DIRECTIONS
Word for word, restate all of the data shown below.

PROVIDED RECORDS
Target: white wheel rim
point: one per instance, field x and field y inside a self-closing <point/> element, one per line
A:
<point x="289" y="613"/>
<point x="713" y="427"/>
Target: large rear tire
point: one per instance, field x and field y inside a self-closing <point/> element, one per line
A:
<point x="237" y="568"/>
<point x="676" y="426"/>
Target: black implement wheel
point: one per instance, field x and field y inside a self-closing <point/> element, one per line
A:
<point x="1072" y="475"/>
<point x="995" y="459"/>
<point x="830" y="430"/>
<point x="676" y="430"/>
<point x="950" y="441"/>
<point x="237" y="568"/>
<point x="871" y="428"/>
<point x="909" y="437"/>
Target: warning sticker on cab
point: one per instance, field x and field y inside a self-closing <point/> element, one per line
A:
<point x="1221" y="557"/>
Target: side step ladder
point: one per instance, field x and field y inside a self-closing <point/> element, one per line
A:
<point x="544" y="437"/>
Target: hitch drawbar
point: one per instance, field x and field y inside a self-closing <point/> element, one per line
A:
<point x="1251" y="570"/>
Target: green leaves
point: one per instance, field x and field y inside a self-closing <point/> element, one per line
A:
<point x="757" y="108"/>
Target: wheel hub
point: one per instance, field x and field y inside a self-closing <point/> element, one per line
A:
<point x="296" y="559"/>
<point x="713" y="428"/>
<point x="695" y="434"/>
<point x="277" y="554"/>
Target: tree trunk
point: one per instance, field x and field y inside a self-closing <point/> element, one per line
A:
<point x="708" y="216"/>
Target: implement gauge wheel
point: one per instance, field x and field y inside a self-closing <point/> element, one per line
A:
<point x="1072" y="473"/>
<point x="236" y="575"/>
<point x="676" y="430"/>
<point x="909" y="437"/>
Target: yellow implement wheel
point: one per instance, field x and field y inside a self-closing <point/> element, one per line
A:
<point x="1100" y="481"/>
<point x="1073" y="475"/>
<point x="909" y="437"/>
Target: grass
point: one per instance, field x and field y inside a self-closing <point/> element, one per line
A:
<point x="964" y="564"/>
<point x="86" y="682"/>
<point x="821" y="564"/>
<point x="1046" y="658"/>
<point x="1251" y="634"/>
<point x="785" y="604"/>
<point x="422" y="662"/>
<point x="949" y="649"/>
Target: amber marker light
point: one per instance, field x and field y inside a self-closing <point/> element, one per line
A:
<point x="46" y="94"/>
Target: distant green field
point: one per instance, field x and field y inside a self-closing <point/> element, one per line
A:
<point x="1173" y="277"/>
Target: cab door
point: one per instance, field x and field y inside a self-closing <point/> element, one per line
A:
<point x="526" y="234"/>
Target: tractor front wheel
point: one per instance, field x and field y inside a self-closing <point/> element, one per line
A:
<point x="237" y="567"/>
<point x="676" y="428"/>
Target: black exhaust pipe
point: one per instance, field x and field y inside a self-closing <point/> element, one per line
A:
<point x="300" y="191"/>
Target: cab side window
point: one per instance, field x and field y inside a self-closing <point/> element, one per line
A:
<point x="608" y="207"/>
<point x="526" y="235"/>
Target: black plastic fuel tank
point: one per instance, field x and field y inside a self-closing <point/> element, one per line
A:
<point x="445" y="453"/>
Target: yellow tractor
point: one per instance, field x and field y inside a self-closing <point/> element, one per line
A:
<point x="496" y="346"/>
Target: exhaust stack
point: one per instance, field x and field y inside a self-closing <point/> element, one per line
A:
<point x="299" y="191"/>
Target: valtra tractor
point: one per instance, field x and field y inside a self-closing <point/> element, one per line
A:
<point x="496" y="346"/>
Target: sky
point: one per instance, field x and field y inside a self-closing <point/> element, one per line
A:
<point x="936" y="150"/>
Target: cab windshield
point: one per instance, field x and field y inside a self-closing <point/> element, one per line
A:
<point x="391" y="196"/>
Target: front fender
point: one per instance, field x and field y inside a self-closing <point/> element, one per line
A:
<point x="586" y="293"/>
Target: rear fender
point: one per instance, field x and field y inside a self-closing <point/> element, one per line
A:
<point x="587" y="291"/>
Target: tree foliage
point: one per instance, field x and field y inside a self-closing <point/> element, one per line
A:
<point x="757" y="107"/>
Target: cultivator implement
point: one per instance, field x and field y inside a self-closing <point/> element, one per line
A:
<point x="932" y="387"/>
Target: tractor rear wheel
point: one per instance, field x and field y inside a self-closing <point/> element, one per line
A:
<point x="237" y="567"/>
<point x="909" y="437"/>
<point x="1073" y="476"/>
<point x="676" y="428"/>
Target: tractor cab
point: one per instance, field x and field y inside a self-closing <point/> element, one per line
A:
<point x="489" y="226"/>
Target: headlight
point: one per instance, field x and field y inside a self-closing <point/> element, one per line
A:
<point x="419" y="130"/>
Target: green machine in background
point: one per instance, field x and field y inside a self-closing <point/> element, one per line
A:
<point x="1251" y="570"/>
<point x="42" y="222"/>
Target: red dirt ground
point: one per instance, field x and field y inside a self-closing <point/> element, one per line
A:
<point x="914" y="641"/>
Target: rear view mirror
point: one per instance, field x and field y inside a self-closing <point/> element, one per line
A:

FINISHED TASK
Target: white wheel rim
point: one per instance, field x and field y inside a self-closing <point/> element, one per line
A:
<point x="289" y="613"/>
<point x="713" y="427"/>
Target: large rear tire
point: one per instance, field x and field y inside a self-closing <point/> element, one per line
A:
<point x="237" y="568"/>
<point x="676" y="426"/>
Target: black implement wheel
point: one per instance, field x and field y inside a self-closing <point/> element, one per line
A:
<point x="1072" y="475"/>
<point x="995" y="459"/>
<point x="830" y="430"/>
<point x="676" y="430"/>
<point x="950" y="441"/>
<point x="237" y="568"/>
<point x="871" y="428"/>
<point x="909" y="437"/>
Target: warning sticker on cab
point: one per instance, field x and field y inside a self-closing <point/> element, one per line
A:
<point x="1221" y="557"/>
Target: side step ladder
point: one per instance, field x and field y inside a self-closing <point/> element, one per line
A:
<point x="544" y="437"/>
Target: hitch drawbar
point: one per instance, field x and field y inside a self-closing <point/> element, one per line
A:
<point x="1251" y="570"/>
Target: green leaves
point: one per instance, field x and field y inside a self-closing <point/> element, one per line
A:
<point x="757" y="108"/>
Target: wheel hub
point: one per instance, field x and field y inside a self-closing <point/> element, one per line
A:
<point x="296" y="559"/>
<point x="713" y="428"/>
<point x="695" y="434"/>
<point x="277" y="554"/>
Target: tree trunk
point: one per instance, field x and field y inside a self-closing <point/> element, one per line
A:
<point x="708" y="216"/>
Target: implement gauge wheel
point: one per instance, field x and field y inside a self-closing <point/> element, one per line
A:
<point x="1072" y="473"/>
<point x="236" y="575"/>
<point x="676" y="430"/>
<point x="909" y="437"/>
Target: yellow implement wheel
point: one per instance, field x and field y inside a self-closing <point/> element, one per line
A:
<point x="1100" y="481"/>
<point x="1073" y="475"/>
<point x="909" y="437"/>
Target: grass
point: one per instance, field x and field y inside a self-closing <point/> element, one per line
A:
<point x="964" y="564"/>
<point x="86" y="682"/>
<point x="821" y="564"/>
<point x="1046" y="658"/>
<point x="1251" y="634"/>
<point x="785" y="604"/>
<point x="422" y="662"/>
<point x="949" y="649"/>
Target: amber marker light
point: one per instance, field x and field y inside a self-closing <point/> element, one per line
A:
<point x="46" y="94"/>
Target: distant green field
point: one per instance, field x and field y inside a self-closing <point/> element, one per line
A:
<point x="1173" y="277"/>
Target: cab door
point: one per instance, field x and field y inside a self-closing <point/> element, one per line
A:
<point x="526" y="234"/>
Target: tractor front wheel
point: one per instance, field x and field y inside a self-closing <point/> element, one per line
A:
<point x="237" y="567"/>
<point x="676" y="428"/>
Target: black exhaust pipe
point: one per instance, field x and field y inside a self-closing <point/> element, one per line
A:
<point x="300" y="191"/>
Target: cab side window
point: one per instance, field x and field y inside a self-closing <point/> element, one per line
A:
<point x="608" y="207"/>
<point x="526" y="235"/>
Target: black plastic fuel tank
point: one per instance, field x and field y inside a self-closing <point/> element, one per line
A:
<point x="445" y="453"/>
Target: yellow tractor
point: one per instance, field x and field y inside a self-closing <point/> element, one per line
A:
<point x="496" y="346"/>
Target: exhaust stack
point: one per instance, field x and field y inside a self-closing <point/> element, one per line
A:
<point x="299" y="191"/>
Target: valtra tractor
point: one per instance, field x and field y inside a self-closing <point/> element, one per line
A:
<point x="496" y="346"/>
Target: sky
point: one per instance, field x and field y inside a self-closing <point/> element, one per line
A:
<point x="936" y="150"/>
Target: cab windshield
point: one per instance, field x and field y inside a self-closing <point/> element, one per line
A:
<point x="391" y="196"/>
Target: front fender
point: one per instance, field x and field y inside a self-closing <point/> element, one per line
A:
<point x="586" y="293"/>
Target: rear fender
point: one per instance, field x and field y inside a self-closing <point/> element, one per line
A:
<point x="587" y="291"/>
Target: tree foliage
point: one per instance, field x and field y inside a self-closing <point/> element, one per line
A:
<point x="757" y="107"/>
Target: cultivator implement
point: one per instance, field x and field y inside a self-closing <point/> element, one per line
A:
<point x="932" y="387"/>
Target: tractor rear wheel
point: one per instance, field x and field y inside a self-closing <point/> element, one per line
A:
<point x="237" y="567"/>
<point x="909" y="437"/>
<point x="1073" y="476"/>
<point x="676" y="428"/>
Target: tractor cab
point: one per instance, field x and field y inside a self-closing <point/> element, one per line
A:
<point x="489" y="226"/>
Target: headlight
point: one per instance, field x and field y inside a self-closing <point/> element, one per line
A:
<point x="419" y="130"/>
Target: green machine in background
point: one per instance, field x and field y inside a self-closing <point/> element, one per line
A:
<point x="1251" y="570"/>
<point x="42" y="222"/>
Target: red dirt ground
point: one per instance, field x and field y inside a self-closing <point/> element, one per line
A:
<point x="914" y="641"/>
Target: rear view mirror
point: one per instance, field x and field y inside a self-closing <point/> element, one per line
A:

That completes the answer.